[[ PROVIDED TEXT, beginning ]]

Dr. Kaminska's repertoire encompasses a wide spectrum of styles, ranging from early Baroque music performed on historic instruments, to the tempestuous avant-garde works of Frederic Rzewski and others. Having come into contact with such eminent experts in 18th-century music as Igor Kipnis, Gregory Butler, and George Ritchie, she has immersed herself in stylistic performance practice and pedagogical research. Having enriched her expertise by intense studies of the music of J. S. Bach on both organ and harpsichord, in 2003 Ms. Kaminska presented her doctoral dissertation, which discusses the genesis and analysis of the composer's often unappreciated and frequently misinterpreted French Overture, BWV 831.
Equally passionate as a pedagogue, Dr. Kaminska is the founder and artistic director of the Chopin Academy of Music in Issaquah, Washington, faculty member of Cornish College of the Arts in Seattle, Washington, and president of the Seattle Int'l Piano Festival, which hosts, among other events, an international piano competition. She is frequently featured as a guest lecturer, master class clinician and an adjudicator throughout the Pacific Northwest.

[[ PROVIDED TEXT, end ]]
[[ INFORMATION GIVEN, beginning ]]

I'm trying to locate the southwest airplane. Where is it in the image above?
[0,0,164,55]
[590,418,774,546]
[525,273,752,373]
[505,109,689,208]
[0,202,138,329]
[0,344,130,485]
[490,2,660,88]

[[ INFORMATION GIVEN, end ]]

## PROBLEM 1
Set down the part of the Kaminska biography starting with "Equally passionate as" and going on through "the Pacific Northwest.", word for word.
## PROBLEM 2
Sum up the Kaminska biography in two sentences.

## WRITTEN ANSWER 1
Equally passionate as a pedagogue, Dr. Kaminska is the founder and artistic director of the Chopin Academy of Music in Issaquah, Washington, faculty member of Cornish College of the Arts in Seattle, Washington, and president of the Seattle Int'l Piano Festival, which hosts, among other events, an international piano competition. She is frequently featured as a guest lecturer, master class clinician and an adjudicator throughout the Pacific Northwest.

## WRITTEN ANSWER 2
Dr. Kaminska's repertoire runs from early Baroque music on historic instruments to avant-garde works, and in 2003 she presented a doctoral dissertation on Bach's French Overture, BWV 831. She is also a teacher who founded and directs the Chopin Academy of Music in Issaquah, Washington, teaches at Cornish College of the Arts in Seattle, and serves as president of the Seattle Int'l Piano Festival.